Gegeven tekst |
Op 17 augustus 2021 heeft de Rechtbank Amsterdam uitspraak gedaan in een zaak betreffende de weigering van overlevering van een opgeëiste persoon op basis van artikel 6a van de Overleveringswet (OLW). De zaak betreft een Europees Aanhoudingsbevel (EAB) dat is uitgevaardigd door het Hof van Beroep in Antwerpen, België, op 29 juni 2020. De opgeëiste persoon, geboren in 1992 en met zowel de Nederlandse als de Marokkaanse nationaliteit, was in België veroordeeld tot een gevangenisstraf van 30 maanden, waarvan nog 900 dagen moesten worden uitgezeten. De rechtbank heeft de identiteit van de opgeëiste persoon vastgesteld en de vordering van de officier van justitie behandeld op een openbare zitting op 3 augustus 2021.
De rechtbank heeft vastgesteld dat de opgeëiste persoon niet in persoon aanwezig was bij het proces dat leidde tot de veroordeling in België, maar dat hij wel op de hoogte was van de gevolgen van zijn afwezigheid. De rechtbank concludeert dat de weigeringsgrond van artikel 12 OLW niet van toepassing is, omdat de opgeëiste persoon vertegenwoordigd was door een raadsman. De rechtbank heeft ook de dubbele strafbaarheid van de feiten onderzocht en vastgesteld dat de feiten waarvoor overlevering wordt verzocht, ook naar Nederlands recht strafbaar zijn.
Uiteindelijk heeft de rechtbank besloten de overlevering te weigeren op basis van artikel 6a OLW, omdat de opgeëiste persoon de Nederlandse nationaliteit heeft en de tenuitvoerlegging van de in België opgelegde vrijheidsstraf kan worden overgenomen. De rechtbank heeft gelijktijdig de tenuitvoerlegging van de vrijheidsstraf in Nederland bevolen en de gevangenhouding van de opgeëiste persoon tot aan de tenuitvoerlegging van de straf opgelegd. Tegen deze uitspraak staat geen gewoon rechtsmiddel open.

Aangeleverde gegevens |

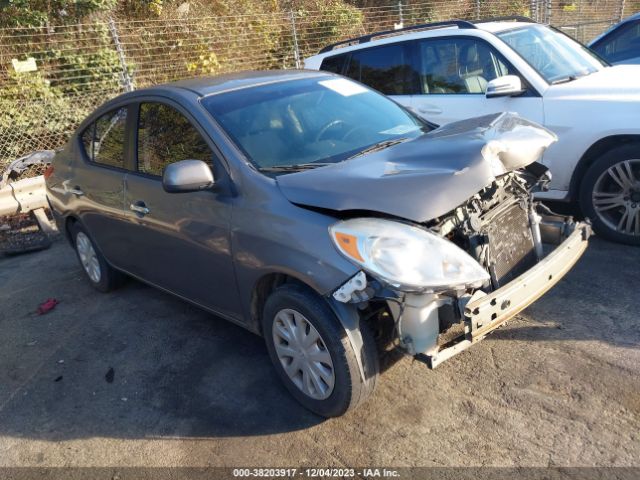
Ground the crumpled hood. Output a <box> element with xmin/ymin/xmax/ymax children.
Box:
<box><xmin>277</xmin><ymin>113</ymin><xmax>556</xmax><ymax>222</ymax></box>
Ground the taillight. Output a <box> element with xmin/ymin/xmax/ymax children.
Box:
<box><xmin>43</xmin><ymin>165</ymin><xmax>53</xmax><ymax>180</ymax></box>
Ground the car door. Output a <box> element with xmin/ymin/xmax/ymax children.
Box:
<box><xmin>411</xmin><ymin>36</ymin><xmax>544</xmax><ymax>125</ymax></box>
<box><xmin>72</xmin><ymin>106</ymin><xmax>131</xmax><ymax>267</ymax></box>
<box><xmin>119</xmin><ymin>100</ymin><xmax>240</xmax><ymax>317</ymax></box>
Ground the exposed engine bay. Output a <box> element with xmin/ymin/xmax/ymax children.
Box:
<box><xmin>427</xmin><ymin>164</ymin><xmax>548</xmax><ymax>289</ymax></box>
<box><xmin>334</xmin><ymin>163</ymin><xmax>590</xmax><ymax>367</ymax></box>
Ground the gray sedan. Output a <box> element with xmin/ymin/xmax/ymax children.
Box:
<box><xmin>45</xmin><ymin>71</ymin><xmax>589</xmax><ymax>416</ymax></box>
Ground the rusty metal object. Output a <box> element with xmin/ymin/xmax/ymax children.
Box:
<box><xmin>0</xmin><ymin>151</ymin><xmax>57</xmax><ymax>255</ymax></box>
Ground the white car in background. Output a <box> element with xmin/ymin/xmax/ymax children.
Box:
<box><xmin>305</xmin><ymin>17</ymin><xmax>640</xmax><ymax>245</ymax></box>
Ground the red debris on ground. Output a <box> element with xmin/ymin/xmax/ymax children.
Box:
<box><xmin>38</xmin><ymin>298</ymin><xmax>60</xmax><ymax>315</ymax></box>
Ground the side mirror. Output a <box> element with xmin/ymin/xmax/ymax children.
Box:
<box><xmin>486</xmin><ymin>75</ymin><xmax>524</xmax><ymax>98</ymax></box>
<box><xmin>162</xmin><ymin>160</ymin><xmax>214</xmax><ymax>193</ymax></box>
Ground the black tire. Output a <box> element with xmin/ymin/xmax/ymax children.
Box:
<box><xmin>69</xmin><ymin>222</ymin><xmax>124</xmax><ymax>293</ymax></box>
<box><xmin>262</xmin><ymin>284</ymin><xmax>379</xmax><ymax>417</ymax></box>
<box><xmin>579</xmin><ymin>144</ymin><xmax>640</xmax><ymax>245</ymax></box>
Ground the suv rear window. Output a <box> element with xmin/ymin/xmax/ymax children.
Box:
<box><xmin>346</xmin><ymin>43</ymin><xmax>418</xmax><ymax>95</ymax></box>
<box><xmin>320</xmin><ymin>54</ymin><xmax>347</xmax><ymax>73</ymax></box>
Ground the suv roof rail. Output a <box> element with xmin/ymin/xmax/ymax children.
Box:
<box><xmin>473</xmin><ymin>15</ymin><xmax>538</xmax><ymax>23</ymax></box>
<box><xmin>319</xmin><ymin>20</ymin><xmax>477</xmax><ymax>53</ymax></box>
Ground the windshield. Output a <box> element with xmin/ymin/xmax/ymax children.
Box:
<box><xmin>497</xmin><ymin>25</ymin><xmax>605</xmax><ymax>83</ymax></box>
<box><xmin>202</xmin><ymin>76</ymin><xmax>425</xmax><ymax>170</ymax></box>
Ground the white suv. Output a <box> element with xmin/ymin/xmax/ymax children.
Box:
<box><xmin>305</xmin><ymin>17</ymin><xmax>640</xmax><ymax>244</ymax></box>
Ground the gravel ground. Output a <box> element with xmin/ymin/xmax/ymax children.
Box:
<box><xmin>0</xmin><ymin>239</ymin><xmax>640</xmax><ymax>467</ymax></box>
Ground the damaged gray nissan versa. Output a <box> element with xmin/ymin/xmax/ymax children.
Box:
<box><xmin>45</xmin><ymin>71</ymin><xmax>590</xmax><ymax>416</ymax></box>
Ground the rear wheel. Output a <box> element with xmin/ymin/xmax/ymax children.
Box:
<box><xmin>262</xmin><ymin>285</ymin><xmax>378</xmax><ymax>417</ymax></box>
<box><xmin>580</xmin><ymin>145</ymin><xmax>640</xmax><ymax>245</ymax></box>
<box><xmin>69</xmin><ymin>222</ymin><xmax>123</xmax><ymax>292</ymax></box>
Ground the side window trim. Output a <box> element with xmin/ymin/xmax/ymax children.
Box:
<box><xmin>411</xmin><ymin>35</ymin><xmax>542</xmax><ymax>97</ymax></box>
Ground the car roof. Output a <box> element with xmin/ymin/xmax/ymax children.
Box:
<box><xmin>587</xmin><ymin>12</ymin><xmax>640</xmax><ymax>47</ymax></box>
<box><xmin>148</xmin><ymin>70</ymin><xmax>331</xmax><ymax>96</ymax></box>
<box><xmin>307</xmin><ymin>19</ymin><xmax>543</xmax><ymax>60</ymax></box>
<box><xmin>475</xmin><ymin>22</ymin><xmax>541</xmax><ymax>33</ymax></box>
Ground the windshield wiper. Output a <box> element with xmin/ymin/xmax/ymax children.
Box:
<box><xmin>551</xmin><ymin>72</ymin><xmax>593</xmax><ymax>85</ymax></box>
<box><xmin>347</xmin><ymin>137</ymin><xmax>409</xmax><ymax>160</ymax></box>
<box><xmin>258</xmin><ymin>162</ymin><xmax>332</xmax><ymax>172</ymax></box>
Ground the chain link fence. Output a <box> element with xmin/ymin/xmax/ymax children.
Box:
<box><xmin>0</xmin><ymin>0</ymin><xmax>631</xmax><ymax>171</ymax></box>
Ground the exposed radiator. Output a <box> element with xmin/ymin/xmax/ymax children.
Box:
<box><xmin>487</xmin><ymin>204</ymin><xmax>536</xmax><ymax>288</ymax></box>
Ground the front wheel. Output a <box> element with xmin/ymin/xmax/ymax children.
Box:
<box><xmin>580</xmin><ymin>145</ymin><xmax>640</xmax><ymax>245</ymax></box>
<box><xmin>262</xmin><ymin>285</ymin><xmax>378</xmax><ymax>417</ymax></box>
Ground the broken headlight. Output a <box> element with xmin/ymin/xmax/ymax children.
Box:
<box><xmin>329</xmin><ymin>218</ymin><xmax>489</xmax><ymax>291</ymax></box>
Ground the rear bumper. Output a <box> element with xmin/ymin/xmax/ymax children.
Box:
<box><xmin>417</xmin><ymin>222</ymin><xmax>591</xmax><ymax>368</ymax></box>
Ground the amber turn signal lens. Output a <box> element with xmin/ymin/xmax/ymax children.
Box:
<box><xmin>335</xmin><ymin>232</ymin><xmax>364</xmax><ymax>262</ymax></box>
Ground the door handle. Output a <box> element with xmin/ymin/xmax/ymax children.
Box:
<box><xmin>418</xmin><ymin>105</ymin><xmax>442</xmax><ymax>114</ymax></box>
<box><xmin>129</xmin><ymin>202</ymin><xmax>151</xmax><ymax>216</ymax></box>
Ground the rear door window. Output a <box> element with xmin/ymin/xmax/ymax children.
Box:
<box><xmin>137</xmin><ymin>102</ymin><xmax>213</xmax><ymax>176</ymax></box>
<box><xmin>81</xmin><ymin>107</ymin><xmax>127</xmax><ymax>168</ymax></box>
<box><xmin>320</xmin><ymin>54</ymin><xmax>347</xmax><ymax>73</ymax></box>
<box><xmin>418</xmin><ymin>38</ymin><xmax>515</xmax><ymax>94</ymax></box>
<box><xmin>346</xmin><ymin>42</ymin><xmax>418</xmax><ymax>95</ymax></box>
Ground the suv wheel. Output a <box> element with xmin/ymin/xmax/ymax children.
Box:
<box><xmin>262</xmin><ymin>285</ymin><xmax>378</xmax><ymax>417</ymax></box>
<box><xmin>580</xmin><ymin>145</ymin><xmax>640</xmax><ymax>245</ymax></box>
<box><xmin>69</xmin><ymin>222</ymin><xmax>123</xmax><ymax>292</ymax></box>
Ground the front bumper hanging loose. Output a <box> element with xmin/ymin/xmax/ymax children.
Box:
<box><xmin>416</xmin><ymin>222</ymin><xmax>591</xmax><ymax>368</ymax></box>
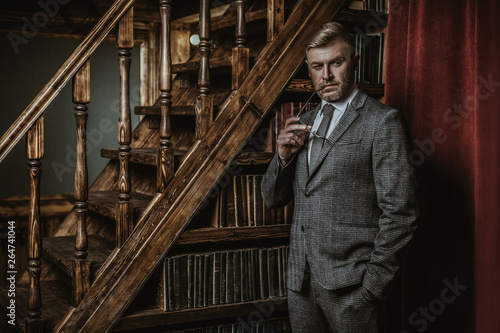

Uit te voeren opdrachten |
1. Schrijf alle volledige datums (met dag, maand en jaar) op die in de tekst over de overleveringszaak staan.
2. Beantwoord deze vragen over de tekst over de overleveringszaak:
(a) Welk hof heeft het Europees Aanhoudingsbevel uitgevaardigd?
(b) Door wie werd de opgeëiste persoon bij het proces in België vertegenwoordigd?
(c) Welke twee nationaliteiten heeft de opgeëiste persoon?
Haal je antwoorden alleen uit de tekst.

Antwoorden per opdracht |
1.
17 augustus 2021
29 juni 2020
3 augustus 2021

2.
(a) Het Hof van Beroep in Antwerpen, België.
(b) Door een raadsman.
(c) De Nederlandse en de Marokkaanse nationaliteit.